**WHAT THE TASK ASKS**
Locate each line in the items below that contains the string "sheet", and copy those lines out in full. Matching is case-sensitive.

**Collected data entries**
'''

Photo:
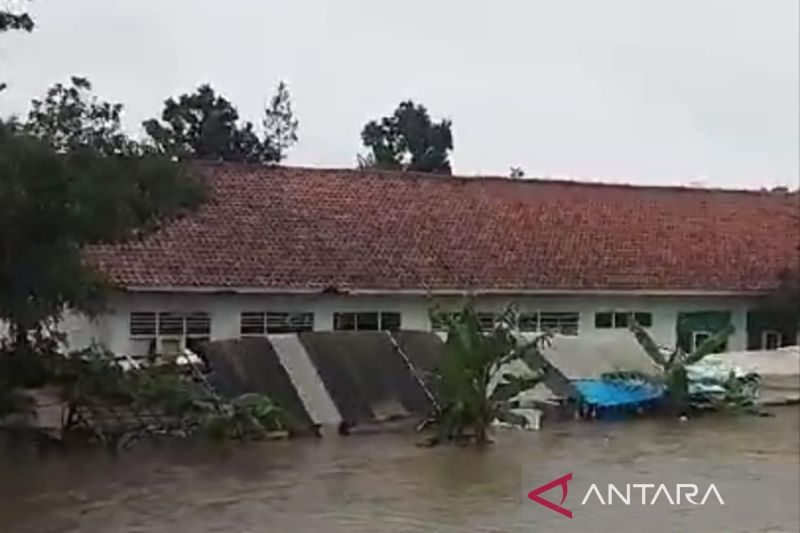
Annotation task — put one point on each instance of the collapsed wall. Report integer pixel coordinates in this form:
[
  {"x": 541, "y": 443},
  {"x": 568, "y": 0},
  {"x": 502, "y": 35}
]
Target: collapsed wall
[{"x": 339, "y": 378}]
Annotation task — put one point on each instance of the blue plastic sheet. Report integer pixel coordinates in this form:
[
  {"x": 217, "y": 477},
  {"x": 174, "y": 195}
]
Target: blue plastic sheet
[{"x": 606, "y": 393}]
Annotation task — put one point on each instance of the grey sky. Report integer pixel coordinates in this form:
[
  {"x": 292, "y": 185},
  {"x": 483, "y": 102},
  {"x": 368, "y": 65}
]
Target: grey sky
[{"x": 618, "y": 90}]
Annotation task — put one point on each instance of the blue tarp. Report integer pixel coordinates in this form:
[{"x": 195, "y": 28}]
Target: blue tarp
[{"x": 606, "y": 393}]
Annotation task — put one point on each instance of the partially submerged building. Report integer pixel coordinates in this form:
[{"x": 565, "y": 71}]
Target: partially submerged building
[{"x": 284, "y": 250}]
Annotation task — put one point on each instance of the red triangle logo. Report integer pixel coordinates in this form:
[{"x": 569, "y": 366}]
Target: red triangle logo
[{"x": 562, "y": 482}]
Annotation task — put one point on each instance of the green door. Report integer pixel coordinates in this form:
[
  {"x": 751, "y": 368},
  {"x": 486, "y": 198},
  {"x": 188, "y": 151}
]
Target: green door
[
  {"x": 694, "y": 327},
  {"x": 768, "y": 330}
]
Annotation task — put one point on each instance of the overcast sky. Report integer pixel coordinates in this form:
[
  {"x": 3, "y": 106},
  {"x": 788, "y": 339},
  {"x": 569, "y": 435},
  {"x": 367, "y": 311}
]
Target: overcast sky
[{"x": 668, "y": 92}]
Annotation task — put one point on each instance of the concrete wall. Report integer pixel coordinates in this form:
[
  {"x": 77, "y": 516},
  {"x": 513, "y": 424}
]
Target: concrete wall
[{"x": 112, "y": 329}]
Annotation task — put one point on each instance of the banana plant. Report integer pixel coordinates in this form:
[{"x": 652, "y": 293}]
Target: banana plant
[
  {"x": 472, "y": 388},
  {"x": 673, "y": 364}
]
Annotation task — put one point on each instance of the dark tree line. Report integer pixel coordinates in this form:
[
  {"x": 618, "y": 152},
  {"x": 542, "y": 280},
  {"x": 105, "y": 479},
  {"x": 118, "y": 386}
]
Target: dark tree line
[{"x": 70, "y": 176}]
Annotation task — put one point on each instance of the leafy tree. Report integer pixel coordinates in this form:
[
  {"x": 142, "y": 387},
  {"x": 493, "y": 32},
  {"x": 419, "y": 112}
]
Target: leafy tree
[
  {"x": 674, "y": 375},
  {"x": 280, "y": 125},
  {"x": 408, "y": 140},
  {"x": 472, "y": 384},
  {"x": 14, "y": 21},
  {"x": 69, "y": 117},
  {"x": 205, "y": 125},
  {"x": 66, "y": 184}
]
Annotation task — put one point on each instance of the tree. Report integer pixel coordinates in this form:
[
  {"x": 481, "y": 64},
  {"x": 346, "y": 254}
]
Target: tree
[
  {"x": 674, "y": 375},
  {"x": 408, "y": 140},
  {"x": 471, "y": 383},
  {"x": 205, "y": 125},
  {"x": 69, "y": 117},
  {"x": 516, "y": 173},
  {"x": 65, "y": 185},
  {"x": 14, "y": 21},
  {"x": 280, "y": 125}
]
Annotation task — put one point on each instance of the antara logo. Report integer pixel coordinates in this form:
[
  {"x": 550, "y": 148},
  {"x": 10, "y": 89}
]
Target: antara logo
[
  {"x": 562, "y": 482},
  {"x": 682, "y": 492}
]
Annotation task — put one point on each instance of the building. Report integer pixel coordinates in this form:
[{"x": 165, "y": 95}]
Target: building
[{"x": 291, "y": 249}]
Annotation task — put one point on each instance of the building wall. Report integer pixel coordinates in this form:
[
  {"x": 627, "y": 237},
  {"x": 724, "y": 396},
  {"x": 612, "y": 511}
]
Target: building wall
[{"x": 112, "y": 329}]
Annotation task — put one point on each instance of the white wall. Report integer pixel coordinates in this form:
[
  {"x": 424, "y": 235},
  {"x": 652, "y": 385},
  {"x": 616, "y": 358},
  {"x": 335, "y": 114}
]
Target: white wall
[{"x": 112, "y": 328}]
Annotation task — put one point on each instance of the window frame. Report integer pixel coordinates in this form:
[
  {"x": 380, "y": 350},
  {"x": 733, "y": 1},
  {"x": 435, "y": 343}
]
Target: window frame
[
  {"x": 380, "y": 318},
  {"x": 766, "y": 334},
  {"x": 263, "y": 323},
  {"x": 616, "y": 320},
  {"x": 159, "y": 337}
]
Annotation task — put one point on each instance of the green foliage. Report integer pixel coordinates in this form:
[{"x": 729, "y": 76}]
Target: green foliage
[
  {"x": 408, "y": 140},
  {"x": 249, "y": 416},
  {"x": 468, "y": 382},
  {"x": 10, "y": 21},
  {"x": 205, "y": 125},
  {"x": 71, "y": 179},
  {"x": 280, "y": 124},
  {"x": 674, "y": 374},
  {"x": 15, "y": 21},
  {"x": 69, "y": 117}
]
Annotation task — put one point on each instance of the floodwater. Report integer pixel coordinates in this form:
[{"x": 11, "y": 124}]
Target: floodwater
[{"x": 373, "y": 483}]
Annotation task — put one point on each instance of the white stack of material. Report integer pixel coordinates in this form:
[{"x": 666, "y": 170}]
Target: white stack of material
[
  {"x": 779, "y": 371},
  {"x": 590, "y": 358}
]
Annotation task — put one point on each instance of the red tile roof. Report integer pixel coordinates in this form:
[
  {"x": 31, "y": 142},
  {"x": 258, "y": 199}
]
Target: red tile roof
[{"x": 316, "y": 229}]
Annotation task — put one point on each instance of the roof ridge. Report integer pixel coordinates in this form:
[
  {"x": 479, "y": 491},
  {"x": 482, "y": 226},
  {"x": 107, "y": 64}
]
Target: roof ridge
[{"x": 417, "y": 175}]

'''
'''

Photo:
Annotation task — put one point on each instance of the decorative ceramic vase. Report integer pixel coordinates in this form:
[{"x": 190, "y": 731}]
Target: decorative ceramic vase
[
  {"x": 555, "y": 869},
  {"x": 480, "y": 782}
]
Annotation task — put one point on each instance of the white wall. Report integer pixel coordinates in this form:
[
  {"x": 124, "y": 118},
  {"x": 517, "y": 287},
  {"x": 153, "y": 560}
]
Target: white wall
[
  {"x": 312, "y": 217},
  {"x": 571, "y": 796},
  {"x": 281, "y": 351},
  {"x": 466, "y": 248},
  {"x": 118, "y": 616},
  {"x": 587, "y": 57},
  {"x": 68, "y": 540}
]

'''

**SOLUTION TO THE PROBLEM**
Annotation task — put one point on each instance of the blue plastic sheet. Report integer pixel coordinates in this form:
Target: blue plastic sheet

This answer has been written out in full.